• Excerpts from point annotation data
━━━━━━━━━━━━━━━━━━━━

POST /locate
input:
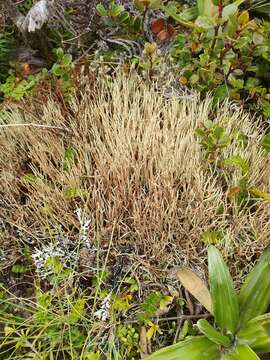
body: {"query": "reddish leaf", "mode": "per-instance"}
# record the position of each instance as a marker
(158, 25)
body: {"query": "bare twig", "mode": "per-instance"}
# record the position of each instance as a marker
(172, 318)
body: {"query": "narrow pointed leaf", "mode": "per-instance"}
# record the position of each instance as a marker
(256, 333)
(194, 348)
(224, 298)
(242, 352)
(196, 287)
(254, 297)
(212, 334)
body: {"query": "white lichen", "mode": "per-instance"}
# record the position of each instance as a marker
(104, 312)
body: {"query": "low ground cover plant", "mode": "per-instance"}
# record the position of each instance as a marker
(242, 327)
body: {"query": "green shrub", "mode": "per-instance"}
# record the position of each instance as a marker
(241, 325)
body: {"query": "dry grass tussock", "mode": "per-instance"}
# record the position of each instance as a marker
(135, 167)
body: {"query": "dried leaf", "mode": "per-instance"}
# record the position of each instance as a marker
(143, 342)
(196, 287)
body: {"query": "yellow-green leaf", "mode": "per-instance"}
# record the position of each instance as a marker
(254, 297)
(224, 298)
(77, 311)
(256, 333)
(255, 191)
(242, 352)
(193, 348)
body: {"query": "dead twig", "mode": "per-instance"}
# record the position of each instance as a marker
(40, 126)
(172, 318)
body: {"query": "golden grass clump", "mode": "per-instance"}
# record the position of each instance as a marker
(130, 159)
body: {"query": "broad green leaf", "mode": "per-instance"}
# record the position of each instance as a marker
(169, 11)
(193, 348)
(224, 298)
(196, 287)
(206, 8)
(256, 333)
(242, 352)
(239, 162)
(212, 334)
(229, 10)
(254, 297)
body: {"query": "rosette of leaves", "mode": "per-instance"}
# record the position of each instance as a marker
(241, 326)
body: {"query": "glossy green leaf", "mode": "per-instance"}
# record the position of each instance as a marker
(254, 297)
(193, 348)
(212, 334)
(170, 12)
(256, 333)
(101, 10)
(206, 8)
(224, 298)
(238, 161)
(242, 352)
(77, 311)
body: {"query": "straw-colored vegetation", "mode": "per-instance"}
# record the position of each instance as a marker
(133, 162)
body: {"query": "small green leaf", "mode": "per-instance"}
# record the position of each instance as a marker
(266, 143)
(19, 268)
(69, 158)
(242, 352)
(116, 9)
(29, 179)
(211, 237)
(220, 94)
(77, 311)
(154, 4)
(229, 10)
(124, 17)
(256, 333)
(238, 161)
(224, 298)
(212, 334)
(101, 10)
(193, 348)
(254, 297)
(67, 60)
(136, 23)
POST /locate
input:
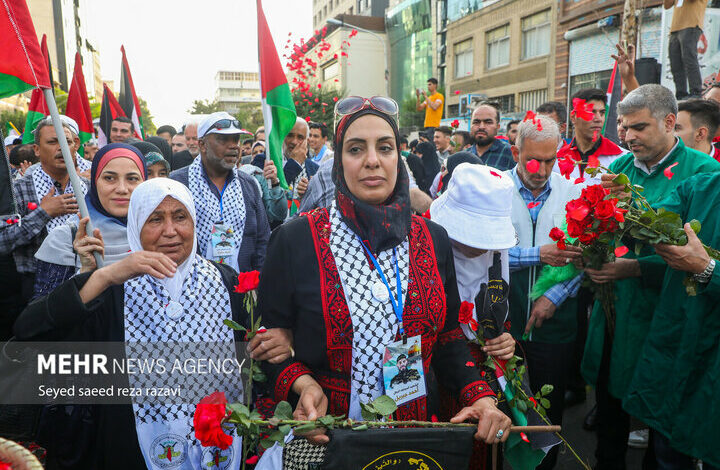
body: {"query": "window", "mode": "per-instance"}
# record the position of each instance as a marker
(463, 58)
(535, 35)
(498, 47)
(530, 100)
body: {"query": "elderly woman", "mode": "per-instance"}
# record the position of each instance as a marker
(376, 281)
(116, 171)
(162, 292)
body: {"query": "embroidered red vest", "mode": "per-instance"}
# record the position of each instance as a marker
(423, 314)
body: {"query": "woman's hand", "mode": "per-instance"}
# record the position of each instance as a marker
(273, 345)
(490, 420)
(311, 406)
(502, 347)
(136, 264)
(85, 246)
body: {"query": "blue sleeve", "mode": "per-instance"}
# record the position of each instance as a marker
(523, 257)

━━━━━━━━━━━━━━━━━━━━

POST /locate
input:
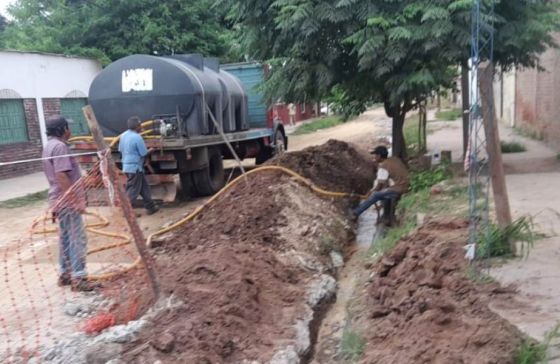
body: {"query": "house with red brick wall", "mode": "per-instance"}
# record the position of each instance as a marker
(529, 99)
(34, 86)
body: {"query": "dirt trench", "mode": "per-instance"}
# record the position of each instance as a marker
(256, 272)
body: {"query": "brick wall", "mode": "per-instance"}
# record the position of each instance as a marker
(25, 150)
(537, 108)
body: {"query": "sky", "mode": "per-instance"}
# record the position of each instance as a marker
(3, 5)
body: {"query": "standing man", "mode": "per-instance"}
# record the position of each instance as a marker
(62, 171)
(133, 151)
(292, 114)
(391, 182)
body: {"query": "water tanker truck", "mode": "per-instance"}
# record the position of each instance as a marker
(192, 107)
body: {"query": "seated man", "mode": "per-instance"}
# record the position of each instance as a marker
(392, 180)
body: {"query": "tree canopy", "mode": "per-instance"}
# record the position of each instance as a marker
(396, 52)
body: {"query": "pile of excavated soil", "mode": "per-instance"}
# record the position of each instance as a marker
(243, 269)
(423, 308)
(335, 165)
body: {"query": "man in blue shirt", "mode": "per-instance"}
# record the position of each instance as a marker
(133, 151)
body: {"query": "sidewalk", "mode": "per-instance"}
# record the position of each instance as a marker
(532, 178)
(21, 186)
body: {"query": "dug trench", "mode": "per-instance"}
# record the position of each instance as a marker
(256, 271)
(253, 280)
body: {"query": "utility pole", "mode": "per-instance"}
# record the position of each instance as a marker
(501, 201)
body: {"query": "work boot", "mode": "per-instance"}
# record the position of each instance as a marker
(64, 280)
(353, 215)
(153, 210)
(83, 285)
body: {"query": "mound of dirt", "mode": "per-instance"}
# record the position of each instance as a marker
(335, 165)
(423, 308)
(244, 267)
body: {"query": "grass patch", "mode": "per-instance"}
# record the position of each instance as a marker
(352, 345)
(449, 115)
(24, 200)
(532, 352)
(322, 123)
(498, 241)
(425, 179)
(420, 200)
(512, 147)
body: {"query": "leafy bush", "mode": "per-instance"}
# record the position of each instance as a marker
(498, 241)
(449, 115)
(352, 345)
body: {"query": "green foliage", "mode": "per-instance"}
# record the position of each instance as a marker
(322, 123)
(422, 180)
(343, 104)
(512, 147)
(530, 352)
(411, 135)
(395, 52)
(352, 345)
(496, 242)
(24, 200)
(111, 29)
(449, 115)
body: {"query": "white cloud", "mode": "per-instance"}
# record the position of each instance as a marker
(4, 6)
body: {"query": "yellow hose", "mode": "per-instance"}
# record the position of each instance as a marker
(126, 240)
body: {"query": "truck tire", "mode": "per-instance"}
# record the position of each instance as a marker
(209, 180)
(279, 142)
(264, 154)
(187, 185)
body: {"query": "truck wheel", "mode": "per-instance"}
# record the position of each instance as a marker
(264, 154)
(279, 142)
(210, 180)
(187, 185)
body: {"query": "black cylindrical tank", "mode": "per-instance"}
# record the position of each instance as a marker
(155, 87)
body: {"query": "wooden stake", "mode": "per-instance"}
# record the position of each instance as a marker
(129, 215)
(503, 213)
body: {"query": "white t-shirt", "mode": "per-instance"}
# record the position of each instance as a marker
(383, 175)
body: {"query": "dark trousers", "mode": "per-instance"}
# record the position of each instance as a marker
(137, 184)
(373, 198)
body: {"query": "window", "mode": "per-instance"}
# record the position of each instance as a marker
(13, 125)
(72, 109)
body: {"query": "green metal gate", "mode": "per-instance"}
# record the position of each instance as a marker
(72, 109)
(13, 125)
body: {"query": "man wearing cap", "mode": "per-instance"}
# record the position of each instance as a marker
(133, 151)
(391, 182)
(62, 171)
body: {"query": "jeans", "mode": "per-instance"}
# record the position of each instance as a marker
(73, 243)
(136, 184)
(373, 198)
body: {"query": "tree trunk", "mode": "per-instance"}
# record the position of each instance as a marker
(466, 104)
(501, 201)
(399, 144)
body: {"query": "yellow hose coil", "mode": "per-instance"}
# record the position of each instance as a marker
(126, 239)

━━━━━━━━━━━━━━━━━━━━

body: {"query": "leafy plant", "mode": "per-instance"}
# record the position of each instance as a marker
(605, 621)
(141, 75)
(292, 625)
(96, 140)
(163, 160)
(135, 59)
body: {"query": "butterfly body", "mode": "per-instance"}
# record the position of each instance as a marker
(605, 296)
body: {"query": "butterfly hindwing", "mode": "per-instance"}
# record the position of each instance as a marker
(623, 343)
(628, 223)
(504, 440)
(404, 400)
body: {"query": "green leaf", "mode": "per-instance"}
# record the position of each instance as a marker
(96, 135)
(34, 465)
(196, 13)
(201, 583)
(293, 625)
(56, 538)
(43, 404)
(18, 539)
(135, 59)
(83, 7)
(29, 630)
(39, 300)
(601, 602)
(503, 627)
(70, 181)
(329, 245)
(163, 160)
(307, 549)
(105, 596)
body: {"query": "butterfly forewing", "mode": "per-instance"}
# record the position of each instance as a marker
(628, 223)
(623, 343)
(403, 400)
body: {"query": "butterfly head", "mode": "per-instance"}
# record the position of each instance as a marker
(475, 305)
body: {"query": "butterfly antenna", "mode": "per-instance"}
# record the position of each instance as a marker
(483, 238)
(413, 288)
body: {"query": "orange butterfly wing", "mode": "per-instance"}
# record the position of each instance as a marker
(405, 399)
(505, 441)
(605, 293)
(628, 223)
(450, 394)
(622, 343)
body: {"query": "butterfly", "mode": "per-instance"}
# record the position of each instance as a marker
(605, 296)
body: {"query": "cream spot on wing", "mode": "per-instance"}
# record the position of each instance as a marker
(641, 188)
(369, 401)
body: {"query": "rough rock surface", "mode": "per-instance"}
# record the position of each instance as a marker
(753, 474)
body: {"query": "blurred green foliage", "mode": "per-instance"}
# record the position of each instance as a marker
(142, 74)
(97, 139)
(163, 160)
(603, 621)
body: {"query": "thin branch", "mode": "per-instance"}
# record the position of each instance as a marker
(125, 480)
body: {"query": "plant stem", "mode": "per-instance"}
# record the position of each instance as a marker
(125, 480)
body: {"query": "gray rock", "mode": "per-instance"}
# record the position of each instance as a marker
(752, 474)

━━━━━━━━━━━━━━━━━━━━

• REQUIREMENTS
Filter the items above down to every line that contains the word "leafy", treating case as significant.

• COMPLETED EXERCISE
body: {"query": "leafy bush", "mode": "per-instance"}
body: {"query": "leafy plant", "mode": "per-instance"}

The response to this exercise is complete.